*Tasks and exercises*:
1 > List every phrase that the article on splitting a restaurant bill suggests a diner say aloud, in quotation marks as they appear.
2 > Continue the article on splitting a restaurant bill from its last sentence.

*Document section*:
# # #

‘I’m an etiquette expert, and this is the polite way you split the bill’

etiquette
etiquette

Liz Wyse is an Etiquette Adviser at DeBrett’s, the British authority on modern manners.

It’s great to share a meal and split the bill with friends, but making sure it is a seamless, equitable process can be very fraught. As an etiquette expert, I am frequently asked about the niceties of splitting the bill in restaurants, and how social awkwardness, resentments and misunderstandings can be avoided.

Traditionally, the person who suggests the meal and invites the guests to a restaurant is seen as the host, and is expected to pay. This custom causes a great deal of confusion today, as we are much more casual and spontaneous about eating out, and more rigid conventions about paying and hosting have been eroded.

If you want to pay the bill

If you have decided that paying for the meal is your responsibility, it is probably best to say so at the beginning, so that there is no ambiguity or confusion.

You don’t need to make a flamboyant display of your generosity – just say something like “my treat”; alternatively, use the phrase “I’d like to take you out to [dinner]” when you make the initial arrangement. This will also allow you to take on the role of host, and to discreetly manage the proceedings.

If you want to split the bill

On many occasions, however, eating together is a co-operative affair and the challenge of splitting the bill is much more easily dealt with if it is acknowledged at the outset.

So, when everybody is settled at the table and looking at their menus it is sensible for one person (frequently there is one individual who has initiated the arrangement, suggested the restaurant, gathered the group together) to just say something like “I think it would be much easier if we split the bill”, or “are we all agreed we’re going to split the bill?”.

Important to establish who will pay if an expensive wine is selected
Important to establish who will pay if an expensive wine is selected - MILOS STANKOVIC/E+

While there is often one individual who is “in charge” when it comes to eating as a group, it is important that they do not become too dictatorial.

Running the whole show (giving menu guidance, ordering wine, talking to the sommelier, deciding when to order coffee, signalling for the bill and so on) is the privilege of a host who intends to pay for the meal.

If you behave in this way, fellow diners might assume that you are going to pick up the bill, which could cause embarrassment.

# # #

*Data supplied*:

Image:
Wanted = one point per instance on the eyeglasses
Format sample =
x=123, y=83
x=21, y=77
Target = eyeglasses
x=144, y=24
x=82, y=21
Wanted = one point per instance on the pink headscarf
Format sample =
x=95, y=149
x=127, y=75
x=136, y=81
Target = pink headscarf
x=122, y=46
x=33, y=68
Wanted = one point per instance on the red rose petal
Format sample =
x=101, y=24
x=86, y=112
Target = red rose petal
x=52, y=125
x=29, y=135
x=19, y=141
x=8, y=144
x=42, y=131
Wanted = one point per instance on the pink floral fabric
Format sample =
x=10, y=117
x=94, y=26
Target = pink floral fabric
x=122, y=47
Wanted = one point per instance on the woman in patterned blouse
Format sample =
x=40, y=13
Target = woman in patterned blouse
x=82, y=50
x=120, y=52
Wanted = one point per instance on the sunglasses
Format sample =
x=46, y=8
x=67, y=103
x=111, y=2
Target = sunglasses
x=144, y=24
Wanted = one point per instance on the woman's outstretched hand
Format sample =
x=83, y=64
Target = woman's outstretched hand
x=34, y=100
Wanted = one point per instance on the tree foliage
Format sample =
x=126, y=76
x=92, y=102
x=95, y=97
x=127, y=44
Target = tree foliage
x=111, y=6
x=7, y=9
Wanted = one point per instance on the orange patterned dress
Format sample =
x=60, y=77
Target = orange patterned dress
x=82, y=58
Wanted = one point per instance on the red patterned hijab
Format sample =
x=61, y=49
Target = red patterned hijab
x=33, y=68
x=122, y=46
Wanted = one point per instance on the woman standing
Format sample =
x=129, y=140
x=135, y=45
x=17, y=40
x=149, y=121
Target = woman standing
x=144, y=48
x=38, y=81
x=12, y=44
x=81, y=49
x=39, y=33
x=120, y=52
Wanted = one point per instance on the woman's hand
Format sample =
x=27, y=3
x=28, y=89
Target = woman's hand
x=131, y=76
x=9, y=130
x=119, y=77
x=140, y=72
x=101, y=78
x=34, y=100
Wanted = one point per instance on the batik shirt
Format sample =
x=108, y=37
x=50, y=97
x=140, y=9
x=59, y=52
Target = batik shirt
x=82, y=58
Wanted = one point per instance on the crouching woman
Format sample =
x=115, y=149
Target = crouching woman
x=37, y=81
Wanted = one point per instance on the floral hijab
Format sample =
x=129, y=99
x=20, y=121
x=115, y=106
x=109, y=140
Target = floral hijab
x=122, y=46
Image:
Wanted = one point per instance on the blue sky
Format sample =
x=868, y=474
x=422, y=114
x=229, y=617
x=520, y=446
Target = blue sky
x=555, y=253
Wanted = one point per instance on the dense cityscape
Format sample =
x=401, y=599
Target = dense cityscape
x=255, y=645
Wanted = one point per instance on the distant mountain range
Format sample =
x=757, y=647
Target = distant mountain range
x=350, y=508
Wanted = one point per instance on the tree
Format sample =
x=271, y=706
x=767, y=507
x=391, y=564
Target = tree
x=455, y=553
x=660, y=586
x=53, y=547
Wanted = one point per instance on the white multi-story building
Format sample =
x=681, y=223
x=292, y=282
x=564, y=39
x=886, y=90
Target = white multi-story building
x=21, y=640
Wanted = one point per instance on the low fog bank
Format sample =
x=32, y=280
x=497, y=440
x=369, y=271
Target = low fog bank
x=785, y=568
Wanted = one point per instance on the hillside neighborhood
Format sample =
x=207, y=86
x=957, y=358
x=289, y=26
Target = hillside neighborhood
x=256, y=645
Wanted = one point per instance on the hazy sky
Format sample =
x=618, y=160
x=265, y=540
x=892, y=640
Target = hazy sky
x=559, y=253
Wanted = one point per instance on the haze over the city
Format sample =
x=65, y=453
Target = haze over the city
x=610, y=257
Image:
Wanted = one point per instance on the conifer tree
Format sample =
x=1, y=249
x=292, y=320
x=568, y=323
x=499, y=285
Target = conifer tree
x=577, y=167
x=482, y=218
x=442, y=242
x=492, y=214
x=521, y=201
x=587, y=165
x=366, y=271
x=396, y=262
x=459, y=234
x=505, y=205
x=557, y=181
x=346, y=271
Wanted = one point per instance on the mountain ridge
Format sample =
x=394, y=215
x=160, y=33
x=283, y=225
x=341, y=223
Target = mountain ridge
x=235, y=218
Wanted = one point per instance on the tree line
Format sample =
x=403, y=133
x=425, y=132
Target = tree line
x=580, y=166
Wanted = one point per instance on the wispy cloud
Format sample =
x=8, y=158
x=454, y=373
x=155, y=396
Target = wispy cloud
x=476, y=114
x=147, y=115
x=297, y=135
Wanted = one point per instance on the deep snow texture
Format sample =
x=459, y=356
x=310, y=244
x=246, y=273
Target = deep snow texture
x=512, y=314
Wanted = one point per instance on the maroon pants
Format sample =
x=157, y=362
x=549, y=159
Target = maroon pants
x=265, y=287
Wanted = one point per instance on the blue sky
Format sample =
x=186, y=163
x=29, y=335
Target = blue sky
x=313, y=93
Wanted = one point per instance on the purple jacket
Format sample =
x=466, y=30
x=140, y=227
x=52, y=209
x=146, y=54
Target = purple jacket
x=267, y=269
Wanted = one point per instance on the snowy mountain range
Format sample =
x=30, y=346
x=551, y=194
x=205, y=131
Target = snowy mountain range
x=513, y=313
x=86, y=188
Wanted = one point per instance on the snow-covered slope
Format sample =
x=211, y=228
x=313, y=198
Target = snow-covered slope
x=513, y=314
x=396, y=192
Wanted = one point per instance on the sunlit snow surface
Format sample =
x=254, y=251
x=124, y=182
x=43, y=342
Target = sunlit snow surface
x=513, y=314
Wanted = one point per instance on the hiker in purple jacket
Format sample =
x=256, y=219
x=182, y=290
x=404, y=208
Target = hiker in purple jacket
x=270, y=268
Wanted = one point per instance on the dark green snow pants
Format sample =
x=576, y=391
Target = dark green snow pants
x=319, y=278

# # #

*Exercise answers*:
1 >
- "my treat"
- "I'd like to take you out to [dinner]"
- "I think it would be much easier if we split the bill"
- "are we all agreed we're going to split the bill?"

2 >
If you intend to pay for a couple of people

If you are dining in a large group which includes, for example, members of your family or your partner, and you intend to pay for them, it might be a good idea to tell them that it is your treat before the meal starts.

Then, when it comes to the final reckoning, you can discreetly mention to the waiter that you will be paying for several individuals, and your payment can be adjusted accordingly.

How to order politely

It is important to clarify that the bill is going to be split at the outset because if everyone is aware that the bill will be equally divided, they are more likely to moderate their choices and match their dining companions – for example, if everybody is ordering cheaper daily specials rather than more expensive à la carte options, it is sensible to fall into step.

Take the precaution of being somewhat tentative about ordering, holding back and consulting with fellow diners before making your choice, rather than plumping decisively for the most expensive option.

These accommodations can be openly acknowledged by the group, and it is helpful if one person (possibly the group “leader”) says something like, “shall we all stick to the set menu?” or “shall we go straight to the main course?”.

Alarm bells will ring if one recalcitrant individual insists that they want to order, for example, the extremely expensive lobster, and casually adds “I’ll pay the difference”.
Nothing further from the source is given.